MATERIAL SUPPLIED >>
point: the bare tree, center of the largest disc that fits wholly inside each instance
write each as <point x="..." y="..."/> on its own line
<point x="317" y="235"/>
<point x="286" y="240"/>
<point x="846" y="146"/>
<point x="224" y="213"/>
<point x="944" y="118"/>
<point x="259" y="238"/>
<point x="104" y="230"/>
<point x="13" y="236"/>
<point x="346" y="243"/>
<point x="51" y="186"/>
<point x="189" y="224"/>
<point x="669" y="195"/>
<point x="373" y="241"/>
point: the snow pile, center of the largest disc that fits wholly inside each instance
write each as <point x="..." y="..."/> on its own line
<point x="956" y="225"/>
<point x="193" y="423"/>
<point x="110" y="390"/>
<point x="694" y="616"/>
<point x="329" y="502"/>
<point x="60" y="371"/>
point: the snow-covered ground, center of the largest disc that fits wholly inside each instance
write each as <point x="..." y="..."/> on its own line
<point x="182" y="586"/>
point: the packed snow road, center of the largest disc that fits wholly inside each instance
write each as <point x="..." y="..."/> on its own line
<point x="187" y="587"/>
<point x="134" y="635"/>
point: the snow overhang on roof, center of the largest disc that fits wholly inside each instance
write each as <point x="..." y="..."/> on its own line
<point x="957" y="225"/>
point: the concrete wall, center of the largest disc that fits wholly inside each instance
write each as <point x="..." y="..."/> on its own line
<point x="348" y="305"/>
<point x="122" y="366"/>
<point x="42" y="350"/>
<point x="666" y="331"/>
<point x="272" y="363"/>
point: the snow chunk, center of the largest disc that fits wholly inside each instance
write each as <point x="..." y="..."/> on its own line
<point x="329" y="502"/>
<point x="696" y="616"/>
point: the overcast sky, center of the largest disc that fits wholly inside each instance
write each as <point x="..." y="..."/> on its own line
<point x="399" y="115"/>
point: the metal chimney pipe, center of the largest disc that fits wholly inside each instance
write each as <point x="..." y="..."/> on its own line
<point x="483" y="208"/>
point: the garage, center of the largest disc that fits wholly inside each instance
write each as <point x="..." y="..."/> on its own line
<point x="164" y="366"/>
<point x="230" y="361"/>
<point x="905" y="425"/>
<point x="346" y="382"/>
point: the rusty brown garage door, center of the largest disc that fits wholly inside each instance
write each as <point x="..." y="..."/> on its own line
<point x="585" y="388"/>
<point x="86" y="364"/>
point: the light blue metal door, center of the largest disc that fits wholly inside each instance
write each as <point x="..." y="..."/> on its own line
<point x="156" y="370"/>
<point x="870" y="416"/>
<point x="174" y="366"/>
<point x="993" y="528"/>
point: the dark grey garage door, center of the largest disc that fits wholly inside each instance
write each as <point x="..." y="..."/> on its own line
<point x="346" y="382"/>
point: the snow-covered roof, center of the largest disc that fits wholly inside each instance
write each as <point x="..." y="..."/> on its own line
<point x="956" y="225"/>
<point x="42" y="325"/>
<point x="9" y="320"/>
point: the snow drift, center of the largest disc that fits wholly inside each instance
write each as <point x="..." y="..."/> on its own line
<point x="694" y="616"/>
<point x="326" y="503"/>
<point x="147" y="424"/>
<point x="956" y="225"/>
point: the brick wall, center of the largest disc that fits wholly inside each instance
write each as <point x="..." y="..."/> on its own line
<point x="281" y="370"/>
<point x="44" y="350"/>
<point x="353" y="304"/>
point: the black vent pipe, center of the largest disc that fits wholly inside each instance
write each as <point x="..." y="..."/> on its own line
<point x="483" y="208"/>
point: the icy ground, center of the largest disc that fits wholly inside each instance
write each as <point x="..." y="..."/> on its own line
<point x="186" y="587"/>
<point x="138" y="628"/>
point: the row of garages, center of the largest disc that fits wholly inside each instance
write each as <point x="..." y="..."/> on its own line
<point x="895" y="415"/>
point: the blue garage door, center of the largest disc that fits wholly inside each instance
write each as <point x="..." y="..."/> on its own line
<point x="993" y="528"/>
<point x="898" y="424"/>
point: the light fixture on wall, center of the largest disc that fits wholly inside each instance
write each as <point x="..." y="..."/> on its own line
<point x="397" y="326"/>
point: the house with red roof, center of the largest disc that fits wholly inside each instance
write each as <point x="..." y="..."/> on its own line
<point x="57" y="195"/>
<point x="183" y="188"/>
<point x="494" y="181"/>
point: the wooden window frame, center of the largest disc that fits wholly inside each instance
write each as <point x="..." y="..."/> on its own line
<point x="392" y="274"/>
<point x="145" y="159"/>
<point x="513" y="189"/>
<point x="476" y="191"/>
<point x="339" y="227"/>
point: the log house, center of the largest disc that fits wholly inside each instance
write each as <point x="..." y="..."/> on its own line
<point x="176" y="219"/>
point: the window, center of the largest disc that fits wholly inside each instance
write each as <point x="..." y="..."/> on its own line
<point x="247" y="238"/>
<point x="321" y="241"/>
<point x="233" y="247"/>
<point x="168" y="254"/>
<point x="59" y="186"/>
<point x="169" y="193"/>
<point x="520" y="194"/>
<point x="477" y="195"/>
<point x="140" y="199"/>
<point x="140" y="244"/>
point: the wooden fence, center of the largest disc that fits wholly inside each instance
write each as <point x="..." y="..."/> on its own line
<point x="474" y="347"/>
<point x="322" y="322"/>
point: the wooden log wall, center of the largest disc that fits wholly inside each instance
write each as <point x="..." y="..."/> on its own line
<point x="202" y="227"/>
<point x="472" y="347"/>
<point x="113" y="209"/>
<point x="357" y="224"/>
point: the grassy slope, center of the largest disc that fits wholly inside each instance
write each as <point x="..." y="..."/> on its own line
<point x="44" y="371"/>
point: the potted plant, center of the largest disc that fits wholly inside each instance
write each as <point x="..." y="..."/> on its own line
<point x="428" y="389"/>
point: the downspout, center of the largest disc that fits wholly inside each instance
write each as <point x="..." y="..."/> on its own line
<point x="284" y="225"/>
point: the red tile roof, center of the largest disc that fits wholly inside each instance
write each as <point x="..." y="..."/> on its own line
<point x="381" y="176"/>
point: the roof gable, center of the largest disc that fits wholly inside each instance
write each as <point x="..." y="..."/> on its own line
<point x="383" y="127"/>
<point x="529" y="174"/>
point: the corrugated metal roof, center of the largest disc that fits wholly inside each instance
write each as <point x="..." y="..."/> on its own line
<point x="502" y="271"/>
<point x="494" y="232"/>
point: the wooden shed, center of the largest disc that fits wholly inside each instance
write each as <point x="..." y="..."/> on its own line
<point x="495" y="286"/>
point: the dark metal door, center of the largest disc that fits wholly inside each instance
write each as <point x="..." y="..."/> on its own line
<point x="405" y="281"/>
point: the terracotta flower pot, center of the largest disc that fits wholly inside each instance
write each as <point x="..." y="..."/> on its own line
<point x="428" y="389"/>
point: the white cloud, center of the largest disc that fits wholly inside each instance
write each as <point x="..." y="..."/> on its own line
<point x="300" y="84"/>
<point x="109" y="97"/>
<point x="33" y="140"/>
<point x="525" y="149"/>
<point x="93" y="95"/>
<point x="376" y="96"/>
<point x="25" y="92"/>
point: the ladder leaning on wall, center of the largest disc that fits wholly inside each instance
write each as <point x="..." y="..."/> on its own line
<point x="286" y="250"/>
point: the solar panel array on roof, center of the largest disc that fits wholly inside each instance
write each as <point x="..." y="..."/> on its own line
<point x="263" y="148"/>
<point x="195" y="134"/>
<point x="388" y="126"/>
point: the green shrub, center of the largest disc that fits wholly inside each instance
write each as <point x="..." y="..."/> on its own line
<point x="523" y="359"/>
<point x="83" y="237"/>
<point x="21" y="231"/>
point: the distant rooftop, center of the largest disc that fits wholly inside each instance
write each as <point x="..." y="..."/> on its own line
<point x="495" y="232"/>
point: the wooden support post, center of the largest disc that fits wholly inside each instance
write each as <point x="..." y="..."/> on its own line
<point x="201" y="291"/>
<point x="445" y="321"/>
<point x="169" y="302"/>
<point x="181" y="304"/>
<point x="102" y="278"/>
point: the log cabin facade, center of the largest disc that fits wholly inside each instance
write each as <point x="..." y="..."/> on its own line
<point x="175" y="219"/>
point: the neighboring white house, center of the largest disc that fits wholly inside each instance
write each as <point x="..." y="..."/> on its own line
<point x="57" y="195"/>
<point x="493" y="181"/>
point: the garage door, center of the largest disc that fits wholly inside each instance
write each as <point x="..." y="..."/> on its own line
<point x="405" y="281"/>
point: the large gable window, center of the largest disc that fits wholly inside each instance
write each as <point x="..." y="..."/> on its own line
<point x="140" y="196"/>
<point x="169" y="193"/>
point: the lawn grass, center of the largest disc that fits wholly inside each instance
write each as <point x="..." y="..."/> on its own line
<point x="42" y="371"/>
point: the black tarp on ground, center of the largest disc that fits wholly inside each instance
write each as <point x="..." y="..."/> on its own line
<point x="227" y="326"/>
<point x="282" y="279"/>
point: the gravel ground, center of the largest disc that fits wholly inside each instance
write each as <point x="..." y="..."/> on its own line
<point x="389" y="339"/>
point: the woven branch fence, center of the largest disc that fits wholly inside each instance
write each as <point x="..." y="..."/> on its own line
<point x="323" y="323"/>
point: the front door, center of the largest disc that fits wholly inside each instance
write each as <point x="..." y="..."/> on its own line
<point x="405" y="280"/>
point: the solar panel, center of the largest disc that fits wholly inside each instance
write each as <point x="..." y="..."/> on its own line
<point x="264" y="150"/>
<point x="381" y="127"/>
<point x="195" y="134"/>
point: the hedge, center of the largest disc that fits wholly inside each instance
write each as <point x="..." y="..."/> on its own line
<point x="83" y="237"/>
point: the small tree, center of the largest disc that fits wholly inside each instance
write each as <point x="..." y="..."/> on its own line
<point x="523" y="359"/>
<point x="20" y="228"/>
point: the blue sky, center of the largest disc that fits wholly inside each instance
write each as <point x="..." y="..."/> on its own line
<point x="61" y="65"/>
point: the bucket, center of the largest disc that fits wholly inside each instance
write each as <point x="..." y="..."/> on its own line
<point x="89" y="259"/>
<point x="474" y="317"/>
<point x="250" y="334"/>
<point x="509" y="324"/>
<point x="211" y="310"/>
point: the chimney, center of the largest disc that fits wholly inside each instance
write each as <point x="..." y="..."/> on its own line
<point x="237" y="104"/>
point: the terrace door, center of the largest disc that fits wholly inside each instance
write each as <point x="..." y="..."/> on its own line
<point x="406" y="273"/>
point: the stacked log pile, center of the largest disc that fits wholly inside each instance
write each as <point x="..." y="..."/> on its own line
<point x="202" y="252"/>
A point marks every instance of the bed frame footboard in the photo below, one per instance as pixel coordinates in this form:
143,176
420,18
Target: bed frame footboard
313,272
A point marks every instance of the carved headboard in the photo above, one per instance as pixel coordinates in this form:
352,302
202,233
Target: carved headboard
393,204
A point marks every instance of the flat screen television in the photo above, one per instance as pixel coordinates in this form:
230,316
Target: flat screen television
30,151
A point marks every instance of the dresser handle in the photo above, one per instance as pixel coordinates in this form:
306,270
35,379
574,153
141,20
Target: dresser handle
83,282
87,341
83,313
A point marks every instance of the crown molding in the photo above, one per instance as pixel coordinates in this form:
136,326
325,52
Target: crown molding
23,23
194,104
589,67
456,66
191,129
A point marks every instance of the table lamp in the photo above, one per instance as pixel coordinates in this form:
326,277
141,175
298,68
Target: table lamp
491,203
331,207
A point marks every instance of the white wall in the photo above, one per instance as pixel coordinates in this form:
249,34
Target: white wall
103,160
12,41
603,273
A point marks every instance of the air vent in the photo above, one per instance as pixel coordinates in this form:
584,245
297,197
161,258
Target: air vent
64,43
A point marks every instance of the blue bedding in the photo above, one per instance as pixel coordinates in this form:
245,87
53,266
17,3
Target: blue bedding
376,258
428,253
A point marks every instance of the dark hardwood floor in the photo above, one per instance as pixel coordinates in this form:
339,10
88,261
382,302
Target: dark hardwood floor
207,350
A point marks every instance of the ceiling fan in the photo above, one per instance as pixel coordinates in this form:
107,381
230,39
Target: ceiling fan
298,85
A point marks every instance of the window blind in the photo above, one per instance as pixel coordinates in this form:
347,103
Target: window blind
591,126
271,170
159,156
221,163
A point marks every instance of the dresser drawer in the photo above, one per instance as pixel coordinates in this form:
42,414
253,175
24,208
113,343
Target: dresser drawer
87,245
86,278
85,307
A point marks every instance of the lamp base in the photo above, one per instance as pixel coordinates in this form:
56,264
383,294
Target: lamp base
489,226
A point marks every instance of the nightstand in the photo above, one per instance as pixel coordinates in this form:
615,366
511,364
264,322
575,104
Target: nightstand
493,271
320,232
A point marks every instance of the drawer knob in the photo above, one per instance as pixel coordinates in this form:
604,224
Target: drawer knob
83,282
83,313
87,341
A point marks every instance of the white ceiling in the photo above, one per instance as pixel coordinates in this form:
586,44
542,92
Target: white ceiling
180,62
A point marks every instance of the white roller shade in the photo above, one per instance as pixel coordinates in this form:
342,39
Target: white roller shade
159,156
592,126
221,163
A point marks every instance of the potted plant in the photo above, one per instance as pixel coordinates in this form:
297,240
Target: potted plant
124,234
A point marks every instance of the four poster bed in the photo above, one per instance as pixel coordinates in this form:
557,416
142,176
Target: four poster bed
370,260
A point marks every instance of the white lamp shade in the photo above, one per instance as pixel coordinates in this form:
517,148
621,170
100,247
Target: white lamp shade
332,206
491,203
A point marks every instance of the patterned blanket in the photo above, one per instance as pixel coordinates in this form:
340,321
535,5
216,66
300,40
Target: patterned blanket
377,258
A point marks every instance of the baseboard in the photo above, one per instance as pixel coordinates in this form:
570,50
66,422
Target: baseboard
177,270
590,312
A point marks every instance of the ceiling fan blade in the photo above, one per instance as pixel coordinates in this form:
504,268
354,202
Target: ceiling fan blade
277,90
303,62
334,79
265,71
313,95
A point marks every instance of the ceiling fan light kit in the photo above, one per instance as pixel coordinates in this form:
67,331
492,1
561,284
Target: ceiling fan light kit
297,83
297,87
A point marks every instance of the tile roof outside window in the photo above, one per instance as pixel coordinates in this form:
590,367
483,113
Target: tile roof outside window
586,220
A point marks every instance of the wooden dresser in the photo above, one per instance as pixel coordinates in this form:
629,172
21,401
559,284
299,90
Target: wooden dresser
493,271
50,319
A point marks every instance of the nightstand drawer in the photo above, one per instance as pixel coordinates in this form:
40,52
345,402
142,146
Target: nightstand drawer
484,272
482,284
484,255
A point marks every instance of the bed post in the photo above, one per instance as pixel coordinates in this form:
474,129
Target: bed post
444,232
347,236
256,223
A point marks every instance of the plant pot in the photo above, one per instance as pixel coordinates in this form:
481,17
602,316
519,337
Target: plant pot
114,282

DESCRIPTION OF THE TASK >> Only lines holding the word "metal" are wanted, so copy each of them from the records above.

RESULT OF THIS EXERCISE >>
point: the metal chimney pipe, center of the largest disc that fits wholly inside each instance
point: the light blue metal door, center of the largest disc that fits wholly inside each instance
point: the corrugated metal roof, center of the largest disc that fits wholly inside each instance
point: the dark metal door, center of the largest disc that fits wholly inside each instance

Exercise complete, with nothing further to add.